> **Task goal**:
Leaving out the pictures, write the following records exactly as they read.

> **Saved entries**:

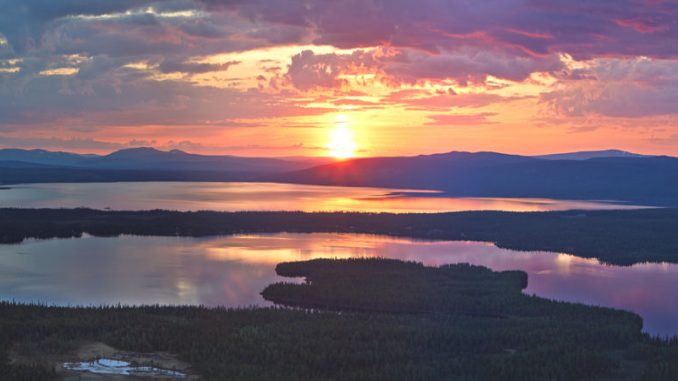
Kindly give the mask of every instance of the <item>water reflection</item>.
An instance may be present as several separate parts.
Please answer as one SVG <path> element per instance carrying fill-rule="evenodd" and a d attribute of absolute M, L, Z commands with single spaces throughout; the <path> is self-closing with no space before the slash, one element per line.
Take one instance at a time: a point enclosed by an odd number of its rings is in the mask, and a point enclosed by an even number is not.
<path fill-rule="evenodd" d="M 85 237 L 0 245 L 0 298 L 60 305 L 268 305 L 259 292 L 281 280 L 276 263 L 372 256 L 522 269 L 529 273 L 527 293 L 635 311 L 648 332 L 678 334 L 677 265 L 608 266 L 488 243 L 356 234 Z"/>
<path fill-rule="evenodd" d="M 629 209 L 593 201 L 430 197 L 435 191 L 275 183 L 128 182 L 26 184 L 0 192 L 0 207 L 115 210 L 445 212 Z"/>

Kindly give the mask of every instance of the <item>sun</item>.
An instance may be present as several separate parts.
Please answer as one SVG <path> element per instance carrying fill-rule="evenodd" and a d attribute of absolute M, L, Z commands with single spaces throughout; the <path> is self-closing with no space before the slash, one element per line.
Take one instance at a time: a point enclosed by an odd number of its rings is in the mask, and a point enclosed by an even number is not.
<path fill-rule="evenodd" d="M 349 159 L 354 156 L 357 145 L 348 127 L 336 126 L 330 132 L 330 142 L 327 148 L 330 156 L 335 159 Z"/>
<path fill-rule="evenodd" d="M 336 117 L 327 148 L 329 155 L 335 159 L 349 159 L 355 155 L 358 146 L 353 140 L 353 132 L 348 128 L 348 121 L 344 115 Z"/>

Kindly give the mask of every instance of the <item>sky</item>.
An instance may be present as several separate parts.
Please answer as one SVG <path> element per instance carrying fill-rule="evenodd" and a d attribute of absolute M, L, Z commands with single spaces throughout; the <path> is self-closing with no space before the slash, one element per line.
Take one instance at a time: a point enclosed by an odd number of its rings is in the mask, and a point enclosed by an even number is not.
<path fill-rule="evenodd" d="M 0 148 L 678 155 L 678 0 L 0 0 Z"/>

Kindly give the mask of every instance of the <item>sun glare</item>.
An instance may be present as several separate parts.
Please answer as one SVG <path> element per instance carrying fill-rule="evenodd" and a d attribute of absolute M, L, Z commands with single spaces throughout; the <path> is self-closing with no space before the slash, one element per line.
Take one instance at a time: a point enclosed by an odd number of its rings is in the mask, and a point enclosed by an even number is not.
<path fill-rule="evenodd" d="M 353 132 L 348 127 L 348 121 L 344 115 L 336 117 L 327 148 L 329 155 L 335 159 L 342 160 L 354 156 L 357 145 L 353 140 Z"/>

> **Finished exercise**:
Kindly give the mask of every instance of the <item>water reflection</item>.
An instance may be present as several separate parts.
Please answer as one SVG <path> element per instance carrying fill-rule="evenodd" and a d attribute of absolute M, L, Z commands with single spaces throughout; the <path> is self-closing with no space before the slash, one element per line.
Take one instance at a time: a point enclosed by an odd number of its rings is in the mask, and a point enclosed by an even number is not.
<path fill-rule="evenodd" d="M 85 237 L 0 245 L 0 298 L 60 305 L 268 305 L 259 292 L 281 280 L 276 263 L 372 256 L 522 269 L 529 273 L 527 293 L 635 311 L 648 332 L 678 334 L 677 265 L 608 266 L 488 243 L 356 234 Z"/>
<path fill-rule="evenodd" d="M 629 209 L 593 201 L 430 197 L 435 191 L 275 183 L 128 182 L 26 184 L 0 192 L 0 207 L 115 210 L 445 212 Z"/>

Kindly give the mask of every instance of the <item>sun</item>.
An instance may be present as several separate parts.
Please answer as one SVG <path> element per instance carrying fill-rule="evenodd" and a d attribute of absolute M, L, Z commands with single spaces throughout; the <path> is self-closing with no space before the slash, one element per line.
Take one instance at a time: a point enclosed by an odd number of its rings is in the mask, and a point enclosed by an even number is not.
<path fill-rule="evenodd" d="M 349 159 L 354 156 L 357 145 L 348 127 L 336 126 L 330 132 L 330 142 L 327 148 L 330 156 L 335 159 Z"/>
<path fill-rule="evenodd" d="M 336 117 L 327 148 L 329 155 L 335 159 L 349 159 L 355 155 L 358 146 L 353 140 L 353 132 L 348 128 L 348 121 L 344 115 Z"/>

Kindly give the mask of every instance of the <item>sky</item>.
An instance may be present as several separate parts.
Please answer as one SVG <path> element per instance carrying fill-rule="evenodd" and a d attribute of absolute M, L, Z commands with single spaces throughout; the <path> is self-closing with no space before the slash, one element per line.
Take one instance at a time: a point enclosed by an odd number of its rings is in the mask, and a point enclosed by an even number is not.
<path fill-rule="evenodd" d="M 0 148 L 678 155 L 678 0 L 0 0 Z"/>

Kindly give the mask of every instance of the <item>sun glare</item>.
An instance may be present as several separate parts.
Please answer as one SVG <path> element per instance carrying fill-rule="evenodd" and a d attribute of absolute M, L, Z commands with single spaces throughout; the <path> is self-closing with no space before the slash, one element per line.
Take one instance at a time: a point enclosed by an odd number of its rings is in the mask, and a point enclosed by an even number is not.
<path fill-rule="evenodd" d="M 353 132 L 348 127 L 348 121 L 344 115 L 336 117 L 327 148 L 329 155 L 335 159 L 342 160 L 354 156 L 357 145 L 353 140 Z"/>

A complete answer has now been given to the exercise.